== EXCERPT ==

The researchers have filed a patent application for the technology but have not licensed it out yet. "We're exploring all options," Parekkadan said, noting that discussions with potential licensees are ongoing.
One way to improve the method is to increase the uniformity with which targets are captured, and Parekkadan said his team has some ideas for how to do that. They also plan to modify the method so it can capture not only DNA but also RNA targets.
In addition, they want to improve the design of the LASSO probes, so more targets can be captured successfully. For the E. coli library, for example, they had some design constraints, so they were not able to generate probes for all ORFs, and during the capture, not all probes worked.
Larman said that for their published study, the researchers used conservative cutoffs for the probe design, excluding, for example, ORFs shorter than 400 base pairs in order to avoid amplification bias of small targets. "Future work will involve characterizing these effects, so we know where we can be less conservative in our thresholds," he said. Also, one way to avoid amplification bias might be to subdivide the target library into fractions that each cover a certain target size range.
Larman said he plans to use the new method to identify protein targets of immune responses, while Parekkadan said he primarily plans to employ it as a platform to test and discover new drugs.
"We're very interested in using this in the space of autoimmune disease, by going into a target tissue and cloning all the expressed proteins, and then screening them against an autoimmune patient's immune system to identify what the molecular targets driving their disease are," Larman explained. "We do that now using a phage-based system that displays peptides, but peptides don't always contain the epitope information present in full-length proteins."
The method could also be useful for researchers working with model organisms for which open reading frames have not been cloned yet, he said.
Besides making protein expression libraries, a potential application of LASSO probes is the capture of large DNA targets for long-read sequencing, for example, with Pacific Biosciences' or Oxford Nanopore's platforms. "As novel long-read sequencing technologies emerge, there is an increasing need for novel target enrichment methods that allow highly multiplexed enrichment of kilobase-sized DNA," Hoischen said.
Others have explored using hybridization-based methods, for example, capture probes from Roche NimbleGen or Integrated DNA Technologies, to target DNA up to 8 kilobases in size for sequencing with PacBio's system, and "it remains to be seen how these approaches compare to the LASSO method," Hoischen said. The standard MIP workflow his lab uses is easy and allows many samples to be processed in parallel, "so I can imagine that a MIP-based assay for long reads can be attractive," he said.
"Ultimately, it will be very interesting whether LASSO will allow even longer captures," Hoischen said. Large DNA fragments have already been enriched using CRISPR/Cas9, he noted, but that method currently has low throughput at the moment and has not been highly multiplexed yet.
Another potential application, which the researchers did not explore in their paper, is to target non-protein-coding DNA from eukaryotic genomes. "It will be interesting to see whether this also works on human genomic DNA and will allow even larger targets to be enriched," Hoischen said. "There is a huge need for sequencing entire genomic regions of genes, or entire regulatory regions including enhancers and promoters, in a highly multiplexed fashion.”
Larman agreed that cloning large fragments of human DNA is an interesting application, but his team has not explored this yet. "I don't see why that would not work," he said.

===
== RECORDS SHOWN ==

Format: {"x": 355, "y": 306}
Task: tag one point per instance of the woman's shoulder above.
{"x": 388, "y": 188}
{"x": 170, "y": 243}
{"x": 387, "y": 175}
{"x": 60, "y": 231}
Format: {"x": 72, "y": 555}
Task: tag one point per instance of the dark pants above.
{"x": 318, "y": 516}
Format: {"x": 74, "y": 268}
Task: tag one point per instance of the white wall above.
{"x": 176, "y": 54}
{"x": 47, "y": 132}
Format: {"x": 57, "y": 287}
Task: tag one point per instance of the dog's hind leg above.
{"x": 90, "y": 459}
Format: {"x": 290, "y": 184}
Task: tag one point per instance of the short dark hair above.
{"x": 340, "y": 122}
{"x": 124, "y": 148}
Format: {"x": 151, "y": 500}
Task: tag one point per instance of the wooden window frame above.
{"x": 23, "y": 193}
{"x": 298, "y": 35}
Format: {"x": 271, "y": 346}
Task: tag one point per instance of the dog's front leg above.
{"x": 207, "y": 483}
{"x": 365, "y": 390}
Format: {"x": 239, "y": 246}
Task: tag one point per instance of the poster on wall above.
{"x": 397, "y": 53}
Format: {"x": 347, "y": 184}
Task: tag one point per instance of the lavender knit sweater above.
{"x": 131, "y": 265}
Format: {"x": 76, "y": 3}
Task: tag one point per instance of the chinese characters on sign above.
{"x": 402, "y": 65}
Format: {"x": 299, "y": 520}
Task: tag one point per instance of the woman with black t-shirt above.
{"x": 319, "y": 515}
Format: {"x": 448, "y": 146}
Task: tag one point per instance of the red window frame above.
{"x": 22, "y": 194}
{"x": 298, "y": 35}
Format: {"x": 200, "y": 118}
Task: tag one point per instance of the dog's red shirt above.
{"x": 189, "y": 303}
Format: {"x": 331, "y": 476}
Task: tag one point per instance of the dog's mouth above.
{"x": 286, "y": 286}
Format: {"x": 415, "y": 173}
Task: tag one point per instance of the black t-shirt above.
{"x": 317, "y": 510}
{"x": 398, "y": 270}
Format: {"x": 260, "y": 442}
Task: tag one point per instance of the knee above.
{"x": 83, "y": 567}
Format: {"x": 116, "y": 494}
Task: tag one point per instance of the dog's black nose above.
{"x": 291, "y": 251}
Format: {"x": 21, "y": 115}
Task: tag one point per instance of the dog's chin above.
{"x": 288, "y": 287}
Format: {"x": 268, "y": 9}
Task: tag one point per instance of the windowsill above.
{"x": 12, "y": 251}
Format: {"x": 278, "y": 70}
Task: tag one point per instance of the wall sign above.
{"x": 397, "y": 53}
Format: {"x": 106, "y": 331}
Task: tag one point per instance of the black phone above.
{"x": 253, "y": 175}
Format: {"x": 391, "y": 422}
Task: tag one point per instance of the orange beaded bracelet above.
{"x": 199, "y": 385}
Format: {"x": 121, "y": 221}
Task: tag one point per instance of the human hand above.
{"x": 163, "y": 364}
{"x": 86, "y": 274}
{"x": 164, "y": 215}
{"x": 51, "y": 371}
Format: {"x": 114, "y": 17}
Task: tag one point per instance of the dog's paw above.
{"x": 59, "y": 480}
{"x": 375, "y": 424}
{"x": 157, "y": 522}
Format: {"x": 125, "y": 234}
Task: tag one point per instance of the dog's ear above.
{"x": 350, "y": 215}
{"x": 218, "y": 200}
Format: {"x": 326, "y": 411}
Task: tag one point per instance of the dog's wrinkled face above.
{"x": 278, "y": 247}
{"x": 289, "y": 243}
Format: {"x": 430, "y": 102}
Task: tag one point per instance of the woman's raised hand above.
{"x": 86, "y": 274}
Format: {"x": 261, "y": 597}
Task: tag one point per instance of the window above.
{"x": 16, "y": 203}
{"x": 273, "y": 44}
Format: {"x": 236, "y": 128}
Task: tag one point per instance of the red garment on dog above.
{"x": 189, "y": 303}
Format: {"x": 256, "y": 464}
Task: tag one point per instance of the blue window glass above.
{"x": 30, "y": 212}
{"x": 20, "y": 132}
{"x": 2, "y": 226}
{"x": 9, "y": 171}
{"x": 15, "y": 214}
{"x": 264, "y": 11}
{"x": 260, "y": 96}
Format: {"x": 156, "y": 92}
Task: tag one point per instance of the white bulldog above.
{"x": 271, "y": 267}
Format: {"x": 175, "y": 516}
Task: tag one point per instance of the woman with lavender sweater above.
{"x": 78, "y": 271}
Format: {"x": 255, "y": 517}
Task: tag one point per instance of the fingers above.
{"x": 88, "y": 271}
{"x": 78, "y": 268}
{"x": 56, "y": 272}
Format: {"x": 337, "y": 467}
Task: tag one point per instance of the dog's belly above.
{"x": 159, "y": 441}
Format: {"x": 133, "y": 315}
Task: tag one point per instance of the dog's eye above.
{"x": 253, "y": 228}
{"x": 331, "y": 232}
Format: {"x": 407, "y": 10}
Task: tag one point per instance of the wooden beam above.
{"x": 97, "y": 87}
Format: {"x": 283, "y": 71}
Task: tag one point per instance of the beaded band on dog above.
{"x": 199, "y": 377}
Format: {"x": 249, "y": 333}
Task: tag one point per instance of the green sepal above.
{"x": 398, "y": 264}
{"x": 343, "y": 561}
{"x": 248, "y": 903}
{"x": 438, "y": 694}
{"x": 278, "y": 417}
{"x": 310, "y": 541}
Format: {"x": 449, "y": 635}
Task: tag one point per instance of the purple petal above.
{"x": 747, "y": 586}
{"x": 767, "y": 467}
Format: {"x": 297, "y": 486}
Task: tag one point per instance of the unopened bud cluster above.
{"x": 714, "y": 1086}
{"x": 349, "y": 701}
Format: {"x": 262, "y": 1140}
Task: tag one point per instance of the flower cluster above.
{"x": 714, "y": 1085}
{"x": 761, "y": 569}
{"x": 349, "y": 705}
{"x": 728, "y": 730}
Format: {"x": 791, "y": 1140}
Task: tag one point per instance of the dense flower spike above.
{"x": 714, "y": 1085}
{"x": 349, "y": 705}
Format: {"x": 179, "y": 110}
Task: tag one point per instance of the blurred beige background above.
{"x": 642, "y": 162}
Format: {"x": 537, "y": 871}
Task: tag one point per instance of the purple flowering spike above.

===

*AIM OF THE EXERCISE*
Can you rewrite the LASSO probe excerpt, everything from "One way to improve" down to "all probes worked.", renaming "LASSO probes" as "LASSO capture probes" wherever it appears?

*EXERCISE RESPONSE*
One way to improve the method is to increase the uniformity with which targets are captured, and Parekkadan said his team has some ideas for how to do that. They also plan to modify the method so it can capture not only DNA but also RNA targets.
In addition, they want to improve the design of the LASSO capture probes, so more targets can be captured successfully. For the E. coli library, for example, they had some design constraints, so they were not able to generate probes for all ORFs, and during the capture, not all probes worked.